### [REQUIREMENTS]
1. In the comment thread, why does one commenter say rural voters' views are more relevant than liberal views? Answer in one to three sentences.
2. From the comment thread, copy the passage from "[–] [email protected] -3" up to and including "think of them.".

### [DOCUMENT]
------------------------------

These studies really need to stop asking racists if they think they're racist.

[–] [email protected] 16 points 1 year ago (1 children)

That defeats the entire point of having a survey.

[–] [email protected] 0 points 1 year ago (1 children)

What are we hoping to learn here?

[–] [email protected] 10 points 1 year ago* (last edited 1 year ago)

General opinion on the discourse around racism.

[–] [email protected] 1 points 1 year ago

It's an interesting metric. It tells you more about the person asked than the question asked.

Do you think you're racist? I probably am, a little bit. But I end up overthinking it, like "shit, I hope that didn't seem racist."

[–] [email protected] 1 points 1 year ago

It’s such a broad term that encompasses a lot of behaviors. From micro aggressions we don’t even realize we’ve done to outright xenophobia. Maybe this metric has some value over time.

[–] [email protected] 0 points 1 year ago

Why? It seems useful to track

[–] [email protected] -3 points 1 year ago (2 children)

Reminds me of the constant need to check in with rural voters at a diner

If these people had anything good to say they wouldn't be in a rural diner

[–] [email protected] 11 points 1 year ago (2 children)

Those folks get to vote, too, though. So their views are relevant, no matter what you think of them.

[–] [email protected] 12 points 1 year ago (1 children)

And because of the electoral college, odds are decent that their votes count more than yours do. So actually, their views are more relevant than liberal views. Because "democracy".

[–] [email protected] 2 points 1 year ago* (last edited 1 year ago)

We shouldn't ignore rural voters entirely (which I don't think anyone is saying). I agree that they are overrepresented and that's a major problem.

We also have places like DC and PR that basically don't get any representation. And big states often don't get nearly as much representation per population as small ones. The US is extremely undemocratic with how they chose to implement things.

[–] [email protected] 2 points 1 year ago (1 children)

Right!! So we keep putting them on TV to see what they think.

Yet they're only a fraction of the population. I'm not sure I've ever seen a segment where they interviewed urban voters. Lots of Joe the Plumber, not a lot of Jane the marketing manager

[–] [email protected] 14 points 1 year ago

I seriously don't understand the folks who don't get this.

First we had slaves.

Well, some say, US slavery ended with the civil war.

Even IF it were reasonable to say that slavery ended and therefore the ripples it sent forward in time aren't still being felt, there are two things that are true - One: We didn't root out those who most staunchly refused to relinquish it and enact power structures to encourage equity going forward.

Well, some say, the confederate states were physically and economically destroyed by the end of the war.

And to that I say, "Andrew Johnson."

------------------------------

### [DATASET ROWS]
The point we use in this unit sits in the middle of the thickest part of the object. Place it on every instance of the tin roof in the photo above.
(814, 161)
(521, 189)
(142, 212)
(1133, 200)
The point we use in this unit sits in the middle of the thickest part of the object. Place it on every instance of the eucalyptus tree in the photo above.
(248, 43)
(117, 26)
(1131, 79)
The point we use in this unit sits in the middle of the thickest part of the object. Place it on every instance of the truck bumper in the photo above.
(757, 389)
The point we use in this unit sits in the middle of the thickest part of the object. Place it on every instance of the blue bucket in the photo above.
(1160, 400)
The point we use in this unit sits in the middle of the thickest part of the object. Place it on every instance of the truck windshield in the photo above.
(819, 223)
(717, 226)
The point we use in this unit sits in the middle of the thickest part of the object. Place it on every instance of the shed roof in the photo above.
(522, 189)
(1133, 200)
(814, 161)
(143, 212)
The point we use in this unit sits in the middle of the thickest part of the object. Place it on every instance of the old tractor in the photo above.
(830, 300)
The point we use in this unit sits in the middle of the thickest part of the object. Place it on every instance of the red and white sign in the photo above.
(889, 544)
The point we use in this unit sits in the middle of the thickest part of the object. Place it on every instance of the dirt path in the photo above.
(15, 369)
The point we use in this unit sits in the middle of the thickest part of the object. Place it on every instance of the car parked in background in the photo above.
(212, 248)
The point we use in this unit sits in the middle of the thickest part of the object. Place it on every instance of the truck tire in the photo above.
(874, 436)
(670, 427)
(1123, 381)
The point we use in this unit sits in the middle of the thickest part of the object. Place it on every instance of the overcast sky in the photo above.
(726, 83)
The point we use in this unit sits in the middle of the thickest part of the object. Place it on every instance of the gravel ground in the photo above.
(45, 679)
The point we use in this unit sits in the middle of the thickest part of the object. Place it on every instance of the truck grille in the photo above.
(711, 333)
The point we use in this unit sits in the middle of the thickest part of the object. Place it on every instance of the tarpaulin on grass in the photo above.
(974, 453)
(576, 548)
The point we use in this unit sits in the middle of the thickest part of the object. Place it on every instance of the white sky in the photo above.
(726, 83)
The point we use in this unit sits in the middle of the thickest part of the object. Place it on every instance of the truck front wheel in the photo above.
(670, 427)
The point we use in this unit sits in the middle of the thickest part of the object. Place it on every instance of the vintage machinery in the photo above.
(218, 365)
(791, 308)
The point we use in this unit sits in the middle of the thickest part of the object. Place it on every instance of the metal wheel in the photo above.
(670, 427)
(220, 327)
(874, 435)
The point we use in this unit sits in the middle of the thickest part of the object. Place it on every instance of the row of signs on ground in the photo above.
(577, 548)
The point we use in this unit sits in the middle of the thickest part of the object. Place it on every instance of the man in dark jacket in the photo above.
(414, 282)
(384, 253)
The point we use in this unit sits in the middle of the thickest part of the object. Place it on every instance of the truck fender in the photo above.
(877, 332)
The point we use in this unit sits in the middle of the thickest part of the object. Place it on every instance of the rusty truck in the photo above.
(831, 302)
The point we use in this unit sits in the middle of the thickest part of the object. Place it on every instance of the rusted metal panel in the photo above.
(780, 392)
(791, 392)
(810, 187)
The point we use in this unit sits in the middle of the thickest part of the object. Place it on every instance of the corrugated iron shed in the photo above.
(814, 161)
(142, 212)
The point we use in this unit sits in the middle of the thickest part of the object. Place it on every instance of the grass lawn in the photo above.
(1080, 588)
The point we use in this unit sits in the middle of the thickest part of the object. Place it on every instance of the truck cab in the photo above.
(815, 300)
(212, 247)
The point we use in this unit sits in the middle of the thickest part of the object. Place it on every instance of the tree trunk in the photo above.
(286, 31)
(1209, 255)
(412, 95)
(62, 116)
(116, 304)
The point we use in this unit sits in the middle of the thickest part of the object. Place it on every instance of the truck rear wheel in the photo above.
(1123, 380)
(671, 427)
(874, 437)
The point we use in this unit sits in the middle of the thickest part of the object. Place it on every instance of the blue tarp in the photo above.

------------------------------

### [ANSWERS GIVEN]
1. The commenter says that because of the electoral college, the odds are decent that rural voters' votes count more than other people's votes do. That is why their views would be more relevant than liberal views.

2.
[–] [email protected] -3 points 1 year ago (2 children)

Reminds me of the constant need to check in with rural voters at a diner

If these people had anything good to say they wouldn't be in a rural diner

[–] [email protected] 11 points 1 year ago (2 children)

Those folks get to vote, too, though. So their views are relevant, no matter what you think of them.